### SELECTED TEXT
☆ ☆ ☆ ☆ ☆
The case stems from the saga of Ruben Flores-Villar who was born in Mexico in 1974 to an unmarried Mexican mother and a US-citizen father. At two months old, the child was brought to the US and raised by his father and grandmother. He grew up in San Diego County but never applied to become a US citizen.

In 1997, Flores-Villar was convicted of marijuana smuggling and sentenced to two years in prison. After serving his sentence he was deported to Mexico. In the years that followed, he returned to the US and was deported again at least six times. In his most recent case, his lawyer challenged the deportation order by arguing that Flores-Villar, as the child of a US citizen, was, himself, a US citizen who could not be deported.

Immigration officials disagreed. At the time of Flores-Villar’s birth, his father was 16 years old. Under the relevant immigration law, the unwed father of a child born outside the US to a non-citizen mother must have been present in the US for five years after age 14 to transmit citizenship to the newborn child.

US officials said it was impossible for Flores-Villar’s father to satisfy the statutory requirement since he was 16 at the time of the birth.

In contrast, had it been Flores-Villar’s mother who was the US citizen, the baby would have qualified immediately for American citizenship provided the mother had spent at least one continuous year in the US prior to the birth.

Flores-Villar’s lawyers attacked the gender-based standards in the 70-year-old immigration law as illegal discrimination. They charged that it violated the Fifth Amendment’s guarantee of equal protection of the laws.

A federal judge disagreed, and affirmed the deportation order. A three-judge panel of the Ninth US Circuit Court of Appeals upheld that decision.

Congress is entitled to draw gender distinctions when engaged in regulation of immigration matters if those distinctions serve important government interests, the appeals court said.

One interest is assuring that that a biological parent-child relationship exists. “Mothers and fathers are not similarly situated in this respect; the relation is verifiable from the birth itself in the case of the mother, while a father’s biological relationship to the child is not so easily established,” wrote Judge Pamela Rymer.

In defending the 1940 statute, government lawyers said Congress was concerned that children born abroad to unwed US citizen mothers were at a higher risk of being stateless because many countries confer citizenship based on bloodline rather than place of birth.

Faced with that concern, Congress had a reason to relax the residency requirement for unwed mothers but not unwed fathers, they said.

“Avoiding statelessness, and assuring a link between an unwed citizen father, and this country, to a child born out of wedlock abroad who is to be a citizen, are important interests,” Judge Rymer wrote. “The means chosen substantially further the objectives.”

She added: “Though the fit is not perfect, it is sufficiently persuasive in light of the virtually plenary power that Congress has to legislate in the area of immigration and citizenship.”
☆ ☆ ☆ ☆ ☆
### YOUR OBJECTIVE
Reproduce the passage of the article on the Flores-Villar case between "In defending the" and "place of birth.", inclusive. The material comes from a separate source and has no connection to the article on the Flores-Villar citizenship case.

### EXERCISE DATA
☆ ☆ ☆ ☆ ☆
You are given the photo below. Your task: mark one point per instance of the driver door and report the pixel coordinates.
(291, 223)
☆ ☆ ☆ ☆ ☆
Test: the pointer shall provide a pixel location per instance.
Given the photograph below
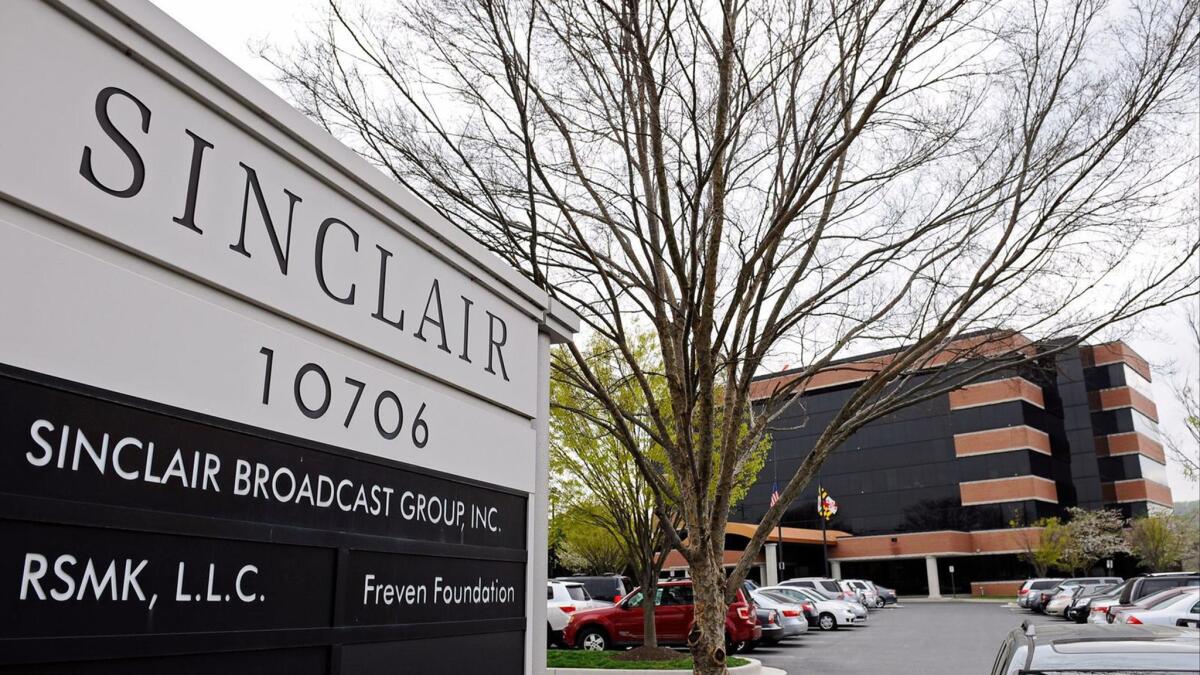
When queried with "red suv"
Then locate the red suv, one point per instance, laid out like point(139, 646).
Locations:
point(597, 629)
☆ ☆ ☆ ☆ ☆
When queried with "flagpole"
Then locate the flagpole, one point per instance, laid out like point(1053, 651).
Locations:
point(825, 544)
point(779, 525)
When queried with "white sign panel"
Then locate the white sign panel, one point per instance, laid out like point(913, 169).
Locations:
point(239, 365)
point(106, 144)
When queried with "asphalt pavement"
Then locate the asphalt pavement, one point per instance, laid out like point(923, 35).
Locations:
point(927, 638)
☆ ☆ ☆ ☆ ☆
### REPLY
In defending the 1940 statute, government lawyers said Congress was concerned that children born abroad to unwed US citizen mothers were at a higher risk of being stateless because many countries confer citizenship based on bloodline rather than place of birth.